> [DOCUMENT]
=======

Le désordre est en marche.
Walter Thirsk, narrateur de cet étrange récit, est arrivé au village il y a quelques années. Là, il fut reçu par le maître du domaine, Maître Kent, homme juste et affable, qui ne lui demanda rien de son passé, en fit son serviteur, puis l'admit au sein de la communauté. Walter doit tout à ce village sans nom: un travail en tant que paysan, le bonheur d'avoir trouvé l'amour et des amis, mais aussi la perte. Son expérience laborieuse d'homme des champs en a fait un homme averti qui se contente de sa pitance quotidienne: ses mains sont calleuses, la campagne ne donne pas de cadeaux, mais Walter a le sentiment d'être un homme libre:
"La campagne est hargneuse. Elle vous cherche noise. Elle distribue des coups et des plaies. Elle rend vos paumes rudes et vos yeux rouges."

=======

> [DONNÉES FOURNIES]

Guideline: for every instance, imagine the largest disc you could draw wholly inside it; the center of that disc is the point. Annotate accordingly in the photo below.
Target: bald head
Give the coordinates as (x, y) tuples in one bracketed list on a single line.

=======

> [CONSIGNE ÉCRITE 1] Dans le texte présentant le récit de Walter Thirsk, qu'est-ce qui a fait de Walter un homme averti qui se contente de sa pitance quotidienne ? Répondez en une à trois phrases.
> [CONSIGNE ÉCRITE 2] Rédigez la suite du texte présentant le récit de Walter Thirsk, en reprenant juste après la citation sur la campagne hargneuse.

> [RÉPONSE FINALE 1] C'est son expérience laborieuse d'homme des champs qui a fait de Walter un homme averti, content de sa pitance quotidienne. Ce travail lui a laissé les mains calleuses, car la campagne ne fait pas de cadeaux, mais il a pourtant le sentiment d'être un homme libre.

> [RÉPONSE FINALE 2]
Justement, lorsqu'au retour d'une journée de moisson les travailleurs voient de la fumée à l'entrée du village, ils savent qu'une nouvelle famille est arrivée. C'est la loi tacite: on s'installe au bord des murs, on construit une cabane de fortune, et on annonce sa venue par un feu. Or, dans le même temps, une autre fumée, davantage de mauvaise augure de par sa couleur, annonce des temps funestes. En effet, la volière du château de Maître Kent s'est enflammée; l'acte est volontaire et inédit, car, au sein de la communauté, les actes d'incivilité sont inexistants:
"Nous n'avons ni force de l'ordre, ni magistrat. Maître Kent, notre propriétaire, est juste. Voire timoré quand il s'agit de loi et de punition."
A la place d'une église que personne n' a éprouvée le besoin de construire, il existe une croix utilisée comme pilori au cas où:
"En matière de religion, nous ne possédons que ça (...) Nous n'irions pas jusqu'à prétendre que nous nous considérons extérieurs au Royaume de Dieu. Mais de toute évidence, nous ne sommes pas proches de son sein."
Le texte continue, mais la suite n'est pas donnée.